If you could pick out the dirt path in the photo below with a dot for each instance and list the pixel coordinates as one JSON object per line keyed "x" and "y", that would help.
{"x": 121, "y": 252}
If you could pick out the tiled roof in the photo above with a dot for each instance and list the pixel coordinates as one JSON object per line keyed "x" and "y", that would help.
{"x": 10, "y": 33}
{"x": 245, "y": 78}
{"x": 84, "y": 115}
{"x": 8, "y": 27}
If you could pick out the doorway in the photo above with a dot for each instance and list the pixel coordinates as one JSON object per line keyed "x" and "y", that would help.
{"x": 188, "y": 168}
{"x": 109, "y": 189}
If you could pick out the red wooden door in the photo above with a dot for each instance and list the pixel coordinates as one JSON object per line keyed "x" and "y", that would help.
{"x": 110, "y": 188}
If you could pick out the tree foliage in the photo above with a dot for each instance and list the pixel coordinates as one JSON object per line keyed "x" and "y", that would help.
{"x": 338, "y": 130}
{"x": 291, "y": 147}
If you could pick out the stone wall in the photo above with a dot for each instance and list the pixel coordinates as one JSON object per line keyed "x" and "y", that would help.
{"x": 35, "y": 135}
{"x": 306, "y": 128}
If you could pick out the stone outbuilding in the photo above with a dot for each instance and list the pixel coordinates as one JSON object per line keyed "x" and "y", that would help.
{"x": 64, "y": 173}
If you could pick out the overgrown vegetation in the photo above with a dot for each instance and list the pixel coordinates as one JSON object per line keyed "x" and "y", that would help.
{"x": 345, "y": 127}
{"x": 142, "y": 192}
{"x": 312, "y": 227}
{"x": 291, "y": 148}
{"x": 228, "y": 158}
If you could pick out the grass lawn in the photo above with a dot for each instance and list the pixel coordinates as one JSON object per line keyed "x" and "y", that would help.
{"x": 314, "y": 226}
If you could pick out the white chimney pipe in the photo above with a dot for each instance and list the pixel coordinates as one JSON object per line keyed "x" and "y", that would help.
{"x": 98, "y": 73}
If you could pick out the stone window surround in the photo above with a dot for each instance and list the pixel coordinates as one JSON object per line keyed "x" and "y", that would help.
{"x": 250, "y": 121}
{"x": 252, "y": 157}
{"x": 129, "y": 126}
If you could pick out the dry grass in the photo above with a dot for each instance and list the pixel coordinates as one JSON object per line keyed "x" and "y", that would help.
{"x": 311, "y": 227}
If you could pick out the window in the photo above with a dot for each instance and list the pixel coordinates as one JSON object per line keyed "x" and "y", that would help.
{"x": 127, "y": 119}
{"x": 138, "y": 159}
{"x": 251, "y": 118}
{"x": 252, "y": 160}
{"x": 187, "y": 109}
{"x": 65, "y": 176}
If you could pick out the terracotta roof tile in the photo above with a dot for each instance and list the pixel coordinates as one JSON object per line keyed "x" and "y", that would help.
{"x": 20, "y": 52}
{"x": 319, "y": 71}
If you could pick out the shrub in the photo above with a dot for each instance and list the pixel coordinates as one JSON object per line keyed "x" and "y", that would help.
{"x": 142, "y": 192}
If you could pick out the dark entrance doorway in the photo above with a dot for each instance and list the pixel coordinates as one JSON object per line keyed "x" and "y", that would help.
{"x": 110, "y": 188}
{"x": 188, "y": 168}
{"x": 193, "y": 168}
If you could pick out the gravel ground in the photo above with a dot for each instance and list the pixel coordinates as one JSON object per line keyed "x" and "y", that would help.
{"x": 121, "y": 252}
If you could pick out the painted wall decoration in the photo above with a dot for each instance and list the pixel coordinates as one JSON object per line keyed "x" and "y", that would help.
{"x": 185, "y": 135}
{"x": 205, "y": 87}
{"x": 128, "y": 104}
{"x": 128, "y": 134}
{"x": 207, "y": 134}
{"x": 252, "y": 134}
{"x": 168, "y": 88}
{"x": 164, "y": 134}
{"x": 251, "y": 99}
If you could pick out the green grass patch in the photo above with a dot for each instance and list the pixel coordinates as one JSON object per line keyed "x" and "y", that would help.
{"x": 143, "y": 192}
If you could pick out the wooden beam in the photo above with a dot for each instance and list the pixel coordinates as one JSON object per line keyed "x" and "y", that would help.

### AIM
From the first line to the last, please quote the material above exactly.

### CORRECT RESULT
If you could pick out the dirt path in the photo below with a dot for each instance and list the pixel coordinates as one JSON object per line keyed "x" and "y", that would help.
{"x": 121, "y": 252}
If you could pick out the tiled roof in the photo above with a dot for each instance and list the pixel coordinates as one JSON object per line keyed "x" and "y", that would help.
{"x": 10, "y": 33}
{"x": 245, "y": 78}
{"x": 84, "y": 115}
{"x": 8, "y": 27}
If you could pick out the doorway in the photo above with a dot for each instance and list the pixel coordinates as one JSON object per line keyed "x" and "y", that would help.
{"x": 188, "y": 168}
{"x": 109, "y": 189}
If you could pick out the red wooden door in the photo above with a dot for each instance and list the pixel coordinates as one JSON object per line keyed "x" and "y", that would help.
{"x": 110, "y": 188}
If you could pick out the tree foliage in the photo above with a dot for each instance and list the pixel coordinates as one JSON object per line keyed "x" and "y", that would help.
{"x": 338, "y": 130}
{"x": 291, "y": 147}
If you could pick out the stone wall in the photo above with a dot for each instance and list the pixel coordinates as one JSON object per line keyed "x" and "y", that would help.
{"x": 35, "y": 135}
{"x": 306, "y": 128}
If you could pick out the stone outbuilding in the photo above with a dot for each instance and list the pixel coordinates as one JSON object per line keyed "x" and "y", that would help.
{"x": 64, "y": 173}
If you could pick out the overgrown vegetation in the photo above with a dot for each instance and list the pixel coordinates as one JSON object per line keyed "x" and "y", that would help.
{"x": 345, "y": 127}
{"x": 142, "y": 192}
{"x": 312, "y": 227}
{"x": 291, "y": 148}
{"x": 228, "y": 158}
If you could pick out the grass lawn in the photo above with a dot for each instance and list the pixel coordinates as one JSON object per line keyed "x" and "y", that would help.
{"x": 314, "y": 226}
If you could pick out the white chimney pipe in the photo above with a dot for each instance and list the pixel coordinates as one JSON object per line keyed "x" and "y", that would help.
{"x": 98, "y": 73}
If you could pick out the stone window surround in the photo above with a dot for each instance and list the pixel coordinates as one JSON object per line keyed "x" and "y", that would help.
{"x": 250, "y": 121}
{"x": 252, "y": 157}
{"x": 129, "y": 126}
If you could pick out the dry grass in the photo above with a dot for each instance and list the pixel coordinates as one JSON object per line keyed "x" and "y", that would help.
{"x": 311, "y": 227}
If you could pick out the window in the photo above with a dot for each instance and list the pixel coordinates as one JSON object per line keyed "x" and "y", that would help.
{"x": 127, "y": 119}
{"x": 138, "y": 159}
{"x": 251, "y": 118}
{"x": 252, "y": 160}
{"x": 187, "y": 109}
{"x": 65, "y": 176}
If you could pick out the terracotta roof tile in the photo above with a dot for each instance and list the pixel coordinates as one JSON object per line keyed "x" and "y", that would help.
{"x": 20, "y": 52}
{"x": 319, "y": 71}
If you could pick out the shrub in the photo above with a dot for each instance and list the pixel coordinates as one JSON object per line keyed "x" and "y", that would help.
{"x": 142, "y": 192}
If you could pick out the dark entrance doorway in the photo above with a dot for each instance and list the pixel coordinates as one JSON object per line keyed "x" and "y", that would help.
{"x": 110, "y": 188}
{"x": 188, "y": 168}
{"x": 193, "y": 168}
If you could pick out the gravel ground in the photo above with a dot for each instance and list the pixel coordinates as one JSON object per line keyed "x" and "y", that would help.
{"x": 121, "y": 252}
If you could pick out the painted wall decoration in the photo above with a dot for each instance and list the pixel coordinates as one JSON object per line keyed "x" and "y", that would help.
{"x": 185, "y": 135}
{"x": 205, "y": 87}
{"x": 128, "y": 104}
{"x": 128, "y": 134}
{"x": 207, "y": 134}
{"x": 252, "y": 134}
{"x": 168, "y": 88}
{"x": 164, "y": 134}
{"x": 251, "y": 99}
If you could pick out the green grass patch in the photo above with a dot for each instance and list the pixel coordinates as one JSON object per line keyed "x" and "y", that would help.
{"x": 143, "y": 192}
If you could pick out the wooden beam in the photo above with a dot for each instance and list the pixel coordinates as one JSON object per line keyed "x" and "y", that would help.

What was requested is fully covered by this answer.